## 页面摘录

+++

一、气候和衣食住
气候和人生关系之密切,从衣食住各方面统可以看出来。先说衣吧。
俗语有句话,叫“急脱急着,胜如服药”,这就表示我们穿衣裳之厚薄多少,须随天气而定,所谓夏葛冬裘,依季节而变换,这是很明白的。以鞋袜而论,山东、平津一带的苦力,如黄包车夫统是着鞋袜的,所谓不愧为齐鲁礼义之邦。一到长江流域,一般苦力就双足着草鞋,因为长江流域雨量多,到处是水田,普通苦力穿了鞋袜是行不通的。在北洋军阀时代,一般北方兵士到长江一带来,对于穿草鞋的习惯,引为一桩苦事。到了两广一带,雨水更多,草鞋一浸水就不易干,于是就一变而通行木屐。赤了足穿木屐,在多雨而闷热的岭南,是很适于环境的。可惜现在有钱的人多穿皮鞋,皮鞋极不通风,在两广遂流行一种足趾湿气病,这类病为欧美所无,西医无以名之,遂名之曰香港足。这就表示穿着若不适应环境,是会出毛病的。
自从欧洲文化东渐以来,西装在我国渐渐通行了。但论起气候来,西装实只适宜于欧洲,而不适宜于我国的。因为欧洲的气候是海洋气候,而我国的气候是大陆气候,海洋气候冬温夏凉,大陆气候则冬冷夏热。譬如南京冬夏温度相差至二十四摄氏度之多,北平冬夏的寒暑相差更甚。但是欧洲西部和沿地中海诸国,冬夏冷热相差很少,罗马十八度,巴黎十六度,伦敦不过十四度。西装是应欧洲的天气环境而产生的。所以冬不裘暑不葛,一年四季,伸缩极为有限。西装到了北美洲,实际已只适宜于西部太平洋沿岸,而不适宜于东部。行之于大陆气候的我国,夏季则汗流浃背,冬季则奇寒彻骨。讲到舒适合时,远不及中国装。中装和西装尚有一点不同,即西装是对襟,而且向例外衣虽有纽而不扣。中装除了马褂之外,统是斜襟,而且有纽必扣。这一点分别也有气候的背景。凡是到过平津一带的人,就晓得华北冬天的西北风如何凛冽,吹来的风沙无孔不入,决非对襟纽而不扣的衣服所能抵抗得住的。就是衣服的洁净和龌龊,亦和气候有相当关系。蒙古人衣服的两袖,虽油光四起,仍不洗涤,这是因为蒙古缺乏雨水的缘故。

+++

## 存储条目
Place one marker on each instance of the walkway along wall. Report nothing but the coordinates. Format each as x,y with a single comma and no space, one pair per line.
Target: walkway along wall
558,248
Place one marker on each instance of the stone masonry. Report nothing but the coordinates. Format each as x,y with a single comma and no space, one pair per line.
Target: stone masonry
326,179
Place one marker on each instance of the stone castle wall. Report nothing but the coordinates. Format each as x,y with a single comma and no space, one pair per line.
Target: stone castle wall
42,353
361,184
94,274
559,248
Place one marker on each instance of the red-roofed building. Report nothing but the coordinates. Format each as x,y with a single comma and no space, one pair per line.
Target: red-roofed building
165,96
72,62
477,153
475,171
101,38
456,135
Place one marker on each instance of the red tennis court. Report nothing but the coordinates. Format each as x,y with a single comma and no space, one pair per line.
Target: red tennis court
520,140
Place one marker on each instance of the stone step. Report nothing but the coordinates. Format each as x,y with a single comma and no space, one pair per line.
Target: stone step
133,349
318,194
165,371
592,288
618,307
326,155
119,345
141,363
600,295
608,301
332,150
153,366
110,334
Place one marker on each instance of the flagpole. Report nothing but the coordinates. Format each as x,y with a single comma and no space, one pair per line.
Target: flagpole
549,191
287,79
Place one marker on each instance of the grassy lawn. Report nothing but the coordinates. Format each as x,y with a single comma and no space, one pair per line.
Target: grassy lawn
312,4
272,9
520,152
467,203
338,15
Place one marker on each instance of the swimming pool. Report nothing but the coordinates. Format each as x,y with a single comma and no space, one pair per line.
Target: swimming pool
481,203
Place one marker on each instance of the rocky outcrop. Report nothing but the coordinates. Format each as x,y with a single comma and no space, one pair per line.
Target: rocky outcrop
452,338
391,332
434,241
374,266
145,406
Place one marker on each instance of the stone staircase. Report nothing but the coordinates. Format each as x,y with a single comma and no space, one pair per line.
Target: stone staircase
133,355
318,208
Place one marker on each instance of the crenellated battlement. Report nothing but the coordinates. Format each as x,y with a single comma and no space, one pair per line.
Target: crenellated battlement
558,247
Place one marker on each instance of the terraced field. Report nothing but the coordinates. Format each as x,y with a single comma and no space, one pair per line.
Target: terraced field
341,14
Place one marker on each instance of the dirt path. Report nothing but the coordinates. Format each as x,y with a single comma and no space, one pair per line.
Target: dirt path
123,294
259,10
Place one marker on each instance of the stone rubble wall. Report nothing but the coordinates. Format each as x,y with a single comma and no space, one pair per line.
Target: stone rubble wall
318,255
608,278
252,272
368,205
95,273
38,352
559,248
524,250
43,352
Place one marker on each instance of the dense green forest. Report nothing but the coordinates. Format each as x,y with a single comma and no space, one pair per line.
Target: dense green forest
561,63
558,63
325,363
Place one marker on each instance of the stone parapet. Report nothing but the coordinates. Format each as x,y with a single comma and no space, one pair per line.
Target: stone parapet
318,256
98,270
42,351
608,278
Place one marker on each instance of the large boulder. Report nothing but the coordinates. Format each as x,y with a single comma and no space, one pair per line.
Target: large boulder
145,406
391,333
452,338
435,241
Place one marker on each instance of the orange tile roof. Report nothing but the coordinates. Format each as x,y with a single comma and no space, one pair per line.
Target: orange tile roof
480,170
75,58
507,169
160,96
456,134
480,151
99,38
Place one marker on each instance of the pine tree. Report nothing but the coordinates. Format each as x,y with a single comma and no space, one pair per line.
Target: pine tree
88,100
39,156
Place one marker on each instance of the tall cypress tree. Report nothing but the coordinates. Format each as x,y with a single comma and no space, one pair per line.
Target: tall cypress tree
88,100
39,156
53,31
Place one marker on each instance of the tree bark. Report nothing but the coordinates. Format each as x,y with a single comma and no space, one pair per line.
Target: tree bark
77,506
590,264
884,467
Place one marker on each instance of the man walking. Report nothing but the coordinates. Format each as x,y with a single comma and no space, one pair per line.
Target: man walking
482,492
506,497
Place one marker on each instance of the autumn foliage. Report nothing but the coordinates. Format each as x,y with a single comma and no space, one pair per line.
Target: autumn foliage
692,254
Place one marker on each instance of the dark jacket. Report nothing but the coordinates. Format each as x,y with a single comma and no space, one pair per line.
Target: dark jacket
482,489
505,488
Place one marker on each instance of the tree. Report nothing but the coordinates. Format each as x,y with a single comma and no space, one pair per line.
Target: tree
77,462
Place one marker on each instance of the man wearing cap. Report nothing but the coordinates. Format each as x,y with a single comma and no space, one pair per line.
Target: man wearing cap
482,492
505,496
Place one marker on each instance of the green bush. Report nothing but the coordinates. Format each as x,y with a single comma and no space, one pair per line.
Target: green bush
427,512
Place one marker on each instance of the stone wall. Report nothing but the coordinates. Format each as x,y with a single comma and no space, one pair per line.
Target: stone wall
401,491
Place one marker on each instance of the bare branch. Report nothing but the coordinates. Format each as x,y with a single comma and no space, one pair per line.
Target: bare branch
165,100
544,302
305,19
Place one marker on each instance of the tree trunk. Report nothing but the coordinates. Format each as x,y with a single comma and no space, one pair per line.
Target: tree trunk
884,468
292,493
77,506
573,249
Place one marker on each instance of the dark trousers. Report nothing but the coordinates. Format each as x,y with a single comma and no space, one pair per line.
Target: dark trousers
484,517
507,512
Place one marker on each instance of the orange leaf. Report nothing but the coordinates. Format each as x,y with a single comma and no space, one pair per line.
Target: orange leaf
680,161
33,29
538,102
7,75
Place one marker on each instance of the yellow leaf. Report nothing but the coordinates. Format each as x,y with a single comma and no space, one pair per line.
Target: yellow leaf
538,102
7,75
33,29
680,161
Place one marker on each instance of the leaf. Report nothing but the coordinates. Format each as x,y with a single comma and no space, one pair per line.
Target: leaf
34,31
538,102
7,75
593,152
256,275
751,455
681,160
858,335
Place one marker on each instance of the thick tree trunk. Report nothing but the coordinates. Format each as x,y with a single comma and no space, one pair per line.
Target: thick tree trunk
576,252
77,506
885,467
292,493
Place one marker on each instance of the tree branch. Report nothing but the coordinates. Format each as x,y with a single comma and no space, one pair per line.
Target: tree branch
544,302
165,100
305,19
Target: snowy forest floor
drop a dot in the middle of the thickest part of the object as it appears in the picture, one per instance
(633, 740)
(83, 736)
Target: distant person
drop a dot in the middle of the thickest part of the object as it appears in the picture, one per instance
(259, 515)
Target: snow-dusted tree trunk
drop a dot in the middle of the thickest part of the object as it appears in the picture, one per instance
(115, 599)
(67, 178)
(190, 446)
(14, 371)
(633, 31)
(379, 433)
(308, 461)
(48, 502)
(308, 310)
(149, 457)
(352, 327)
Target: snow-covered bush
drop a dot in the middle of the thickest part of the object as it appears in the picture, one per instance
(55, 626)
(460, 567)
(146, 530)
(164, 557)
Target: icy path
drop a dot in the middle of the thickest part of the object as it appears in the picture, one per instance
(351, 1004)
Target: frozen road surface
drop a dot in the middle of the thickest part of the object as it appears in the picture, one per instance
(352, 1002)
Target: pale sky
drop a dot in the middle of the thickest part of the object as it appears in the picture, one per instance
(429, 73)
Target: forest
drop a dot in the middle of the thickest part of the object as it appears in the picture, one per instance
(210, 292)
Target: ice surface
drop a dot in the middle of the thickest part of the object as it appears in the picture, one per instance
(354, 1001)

+++

## 题目
• 1. 用两句话概括这篇讲气候与穿衣的文章。
• 2. 给出这篇讲气候与穿衣的文章在最后一句之后的续文。
上面的材料另有来源。

## 依次作答
• 1. 文章认为穿衣要随天气而定，长江流域雨多，苦力穿草鞋，两广雨水更多，就通行木屐，穿着不适应环境会出毛病。文章还指出西装是应欧洲冬温夏凉的海洋气候产生的，不适宜冬冷夏热的我国；中装斜襟、有纽必扣，更能抵挡华北冬天的西北风和风沙。

• 2.
人们的饮食受气候的影响也很大。我国南人食米,北人食麦,是最显著的一个例子。在关内人烟稠密,草莱多辟为田畴,农耕是最重要的职业,即使间或有畜牧牛羊的,亦不过当作一种副产品。牛羊之数既少,牛奶羊奶就不被人所重视。但是到了蒙古,情形就大不相同了。因为蒙古雨量稀少,根本就不适于农耕,唯有草类尚能生长,可以作游牧之用。从周、秦、两汉以来,匈奴、突厥、回纥,以至于今日之蒙人,统依赖牛羊为生,乳酪遂成为日常的重要食品了。
一个民族的吃荤和吃素,亦和气候有关。以大概而论,热带之人食素,寒带之人食荤;潮湿地带人民食素,干燥地带人民食荤。在热带,果木蕃殖,谷类丛生,而家畜如牛羊之类,反因蚊蚋众多,不易豢养。椰子香蕉是热带土人最普遍的食品。在寒带则五谷蔬菜不能滋生,但驯鹿可以生长于冰天雪地之中,其肉可以充饥肠,奶可以作饮料。两极附近富于鱼类,北冰洋中之爱斯基摩人,全靠捕鱼和海豹来维持生活。寒带里面居民之所以吃荤,和热带里面人民之所以吃素,一样是受气候的限制。佛教徒以不杀生为戒,这在印度、日本和我国长江、黄河流域的和尚尚易办到。但到了海拔四千公尺,五谷蔬菜不能丰登的西藏高原上,问题就不同了。西藏的喇嘛,迫于环境,势非茹荤不可。去年班禅到杭州、上海的时候,一般善男信女,见了班禅和他的随从大啖牛肉,引为奇谈。若是晓得了此中原因,就不至于大惊小怪了。
住的问题和气候关系更为密切。住宅的第一目的,就是要蔽风雨。我国北方一带风沙大,北平一带屋顶上瓦沟和屋檐的封固,要比南方紧密些。北平比较考究的房子,就有两个窗户。北方雨雪少,许多平民住宅,屋顶全是平的。这在多雨雪的地方,不但是引起屋漏,而且冬天大雪之后,可以把屋子压倒的。欧美各国,凡是多雪之地,屋顶统尖削作金字塔式,冰雪不至于堆积在屋上。日本西北部,冬季西北风来自日本海,所以雨雪霏霏,街道上积雪可以深至七八尺。大街上两旁人家的屋檐,伸出墙外至四五尺之多,使人行道不至于为雪所封闭。我国自厦门以南,凡大城如香港、梧州等,街上的人行道上统造有走廊,一以避风雨,二以避炎热可畏的日光。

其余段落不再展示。